TESTO DA LEGGERE →
# X-Factor 10, 2016. Con Agnelli, Fedez, Arisa e Soler. Sky.



## admin (16 Settembre 2016)

Ieri, 16 settembre 2016, è ripartito X-Factor, con l'edizione 2016. La numero 10. Quasi tutti nuovi i giudici: insieme al confermato Fedez, ci sono Manuel Agnelli, Arisa e Alvaro Soler.

X-Factor andrà in onda tutti i giovedì, in prima serata, su Sky Uno. 

La prima puntata è stata seguita da 1 milione e 300 mila spettatori.


----------



## Super_Lollo (17 Settembre 2016)

Non c'è un briciolo di talento neqnxhe a cercarlo ... Arisa


----------



## BossKilla7 (17 Settembre 2016)

Quello scandalo di Soler solo in un paese come il nostro poteva avere successo


----------



## Now i'm here (18 Settembre 2016)

nella prima puntata s'è vista al 90% gente imbarazzante.

ESTRATTI DELLE VOCI →
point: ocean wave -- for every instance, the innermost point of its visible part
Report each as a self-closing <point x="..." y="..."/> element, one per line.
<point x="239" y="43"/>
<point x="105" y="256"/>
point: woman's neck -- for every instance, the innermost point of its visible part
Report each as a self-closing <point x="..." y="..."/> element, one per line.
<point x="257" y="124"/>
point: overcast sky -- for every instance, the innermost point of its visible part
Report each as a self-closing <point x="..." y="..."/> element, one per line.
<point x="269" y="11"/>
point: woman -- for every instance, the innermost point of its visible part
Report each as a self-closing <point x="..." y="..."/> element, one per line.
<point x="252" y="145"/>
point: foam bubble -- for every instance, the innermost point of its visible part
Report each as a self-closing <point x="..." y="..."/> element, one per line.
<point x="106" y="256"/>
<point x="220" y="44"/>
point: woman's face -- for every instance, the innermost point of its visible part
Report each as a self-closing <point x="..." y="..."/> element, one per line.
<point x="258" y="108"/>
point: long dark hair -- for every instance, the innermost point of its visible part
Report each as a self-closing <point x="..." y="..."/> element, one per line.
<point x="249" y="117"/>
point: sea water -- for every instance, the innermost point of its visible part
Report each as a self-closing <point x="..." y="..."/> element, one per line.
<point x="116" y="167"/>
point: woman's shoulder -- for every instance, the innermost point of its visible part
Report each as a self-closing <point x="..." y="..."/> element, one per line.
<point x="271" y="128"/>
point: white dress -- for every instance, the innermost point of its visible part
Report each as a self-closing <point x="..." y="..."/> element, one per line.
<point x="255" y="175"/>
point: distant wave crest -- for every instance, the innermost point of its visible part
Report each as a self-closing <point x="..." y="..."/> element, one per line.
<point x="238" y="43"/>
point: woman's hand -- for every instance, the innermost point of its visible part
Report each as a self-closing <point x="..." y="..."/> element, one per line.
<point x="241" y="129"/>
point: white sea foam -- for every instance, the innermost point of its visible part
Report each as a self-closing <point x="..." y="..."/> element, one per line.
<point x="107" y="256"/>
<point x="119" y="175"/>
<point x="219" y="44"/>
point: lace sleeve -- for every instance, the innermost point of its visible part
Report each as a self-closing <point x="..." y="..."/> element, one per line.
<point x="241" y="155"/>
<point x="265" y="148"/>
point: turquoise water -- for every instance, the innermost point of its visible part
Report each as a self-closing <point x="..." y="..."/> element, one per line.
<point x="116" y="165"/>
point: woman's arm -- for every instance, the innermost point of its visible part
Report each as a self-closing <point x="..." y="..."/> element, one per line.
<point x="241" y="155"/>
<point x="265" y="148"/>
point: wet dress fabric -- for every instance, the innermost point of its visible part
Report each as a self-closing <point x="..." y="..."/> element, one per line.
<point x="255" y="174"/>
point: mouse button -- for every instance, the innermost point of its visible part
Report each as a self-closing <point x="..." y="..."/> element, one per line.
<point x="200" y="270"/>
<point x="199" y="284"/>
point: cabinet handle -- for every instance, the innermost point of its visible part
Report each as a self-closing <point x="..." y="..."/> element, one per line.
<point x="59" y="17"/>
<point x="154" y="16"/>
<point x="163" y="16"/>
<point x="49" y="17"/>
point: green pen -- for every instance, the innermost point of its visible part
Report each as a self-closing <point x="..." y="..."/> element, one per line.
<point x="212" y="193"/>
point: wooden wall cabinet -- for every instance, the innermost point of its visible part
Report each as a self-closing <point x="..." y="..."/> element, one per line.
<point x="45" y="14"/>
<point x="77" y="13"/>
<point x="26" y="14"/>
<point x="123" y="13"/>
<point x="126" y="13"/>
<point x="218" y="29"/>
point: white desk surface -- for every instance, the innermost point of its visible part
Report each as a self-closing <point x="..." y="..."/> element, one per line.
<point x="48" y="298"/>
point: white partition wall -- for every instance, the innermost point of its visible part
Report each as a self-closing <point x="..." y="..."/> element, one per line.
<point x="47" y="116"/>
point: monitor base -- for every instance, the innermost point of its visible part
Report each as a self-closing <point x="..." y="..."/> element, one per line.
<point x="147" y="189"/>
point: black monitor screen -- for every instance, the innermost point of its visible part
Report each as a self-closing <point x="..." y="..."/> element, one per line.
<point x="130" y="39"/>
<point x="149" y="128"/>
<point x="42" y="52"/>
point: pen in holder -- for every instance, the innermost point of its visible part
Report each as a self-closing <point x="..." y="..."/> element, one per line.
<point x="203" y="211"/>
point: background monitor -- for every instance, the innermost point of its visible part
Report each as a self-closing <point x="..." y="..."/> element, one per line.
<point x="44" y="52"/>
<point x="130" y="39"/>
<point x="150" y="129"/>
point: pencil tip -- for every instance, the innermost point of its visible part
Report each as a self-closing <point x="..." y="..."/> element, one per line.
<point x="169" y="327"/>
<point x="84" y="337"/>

DETTAGLI ESERCIZIO →
Ricopia parola per parola l'intera discussione su X-Factor. Basati unicamente sulla discussione su X-Factor.

RISPOSTA ESERCIZIO →
# X-Factor 10, 2016. Con Agnelli, Fedez, Arisa e Soler. Sky.



## admin (16 Settembre 2016)

Ieri, 16 settembre 2016, è ripartito X-Factor, con l'edizione 2016. La numero 10. Quasi tutti nuovi i giudici: insieme al confermato Fedez, ci sono Manuel Agnelli, Arisa e Alvaro Soler.

X-Factor andrà in onda tutti i giovedì, in prima serata, su Sky Uno. 

La prima puntata è stata seguita da 1 milione e 300 mila spettatori.


----------



## Super_Lollo (17 Settembre 2016)

Non c'è un briciolo di talento neqnxhe a cercarlo ... Arisa


----------



## BossKilla7 (17 Settembre 2016)

Quello scandalo di Soler solo in un paese come il nostro poteva avere successo


----------



## Now i'm here (18 Settembre 2016)

nella prima puntata s'è vista al 90% gente imbarazzante.